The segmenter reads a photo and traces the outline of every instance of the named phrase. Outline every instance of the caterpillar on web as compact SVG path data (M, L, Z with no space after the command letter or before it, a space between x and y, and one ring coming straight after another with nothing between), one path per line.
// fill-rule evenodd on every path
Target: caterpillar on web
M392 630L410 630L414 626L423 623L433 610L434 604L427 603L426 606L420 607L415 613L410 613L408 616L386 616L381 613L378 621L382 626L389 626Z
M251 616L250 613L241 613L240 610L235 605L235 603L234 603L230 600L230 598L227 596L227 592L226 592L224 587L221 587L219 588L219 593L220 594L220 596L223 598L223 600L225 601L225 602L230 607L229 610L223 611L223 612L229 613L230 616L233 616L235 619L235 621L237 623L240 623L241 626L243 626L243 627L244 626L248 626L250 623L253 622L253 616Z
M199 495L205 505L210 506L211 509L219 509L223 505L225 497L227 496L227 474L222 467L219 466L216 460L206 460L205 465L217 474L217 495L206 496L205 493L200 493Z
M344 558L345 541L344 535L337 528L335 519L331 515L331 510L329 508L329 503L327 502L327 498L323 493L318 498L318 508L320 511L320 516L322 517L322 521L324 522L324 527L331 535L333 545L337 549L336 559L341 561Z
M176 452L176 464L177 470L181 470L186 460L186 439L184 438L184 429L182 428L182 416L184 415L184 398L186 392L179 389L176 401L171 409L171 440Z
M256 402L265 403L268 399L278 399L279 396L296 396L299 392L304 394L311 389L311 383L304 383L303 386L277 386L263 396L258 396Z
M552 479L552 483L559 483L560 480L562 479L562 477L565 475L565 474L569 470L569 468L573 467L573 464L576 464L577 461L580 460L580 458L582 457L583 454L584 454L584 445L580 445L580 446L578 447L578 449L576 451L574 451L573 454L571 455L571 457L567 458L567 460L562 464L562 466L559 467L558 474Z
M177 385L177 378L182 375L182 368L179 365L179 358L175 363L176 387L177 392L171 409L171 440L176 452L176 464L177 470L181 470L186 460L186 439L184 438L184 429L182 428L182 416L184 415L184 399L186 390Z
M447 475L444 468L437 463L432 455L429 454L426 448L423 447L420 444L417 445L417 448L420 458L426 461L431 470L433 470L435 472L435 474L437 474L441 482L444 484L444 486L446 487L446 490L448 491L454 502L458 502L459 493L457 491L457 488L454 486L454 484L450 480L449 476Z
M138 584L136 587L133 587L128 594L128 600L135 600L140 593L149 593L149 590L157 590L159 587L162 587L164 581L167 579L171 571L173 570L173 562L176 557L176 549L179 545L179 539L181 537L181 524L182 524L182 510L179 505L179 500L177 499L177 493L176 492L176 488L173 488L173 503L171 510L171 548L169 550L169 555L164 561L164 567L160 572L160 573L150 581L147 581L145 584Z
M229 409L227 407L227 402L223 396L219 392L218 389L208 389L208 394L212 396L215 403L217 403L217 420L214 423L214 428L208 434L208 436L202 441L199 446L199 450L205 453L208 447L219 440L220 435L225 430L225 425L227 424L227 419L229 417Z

● **GOAL**:
Reproduce the records from their first line through the line containing "M392 630L410 630L414", substituting "larva on web" for every occurrence of "caterpillar on web" and leaving everything else unchanged.

● **OUTPUT OF THE EXERCISE**:
The segmenter reads a photo and traces the outline of every instance of the named phrase. Outline every instance of the larva on web as compact SVG path data (M, L, Z with no space after the command letter or before it, a space between x and y, and one ring coming straight after another with nothing between), one path per line.
// fill-rule evenodd on every path
Target: larva on web
M392 630L410 630L414 626L423 623L433 610L434 604L427 603L426 606L420 607L415 613L410 613L408 616L386 616L381 613L378 621L382 626L389 626Z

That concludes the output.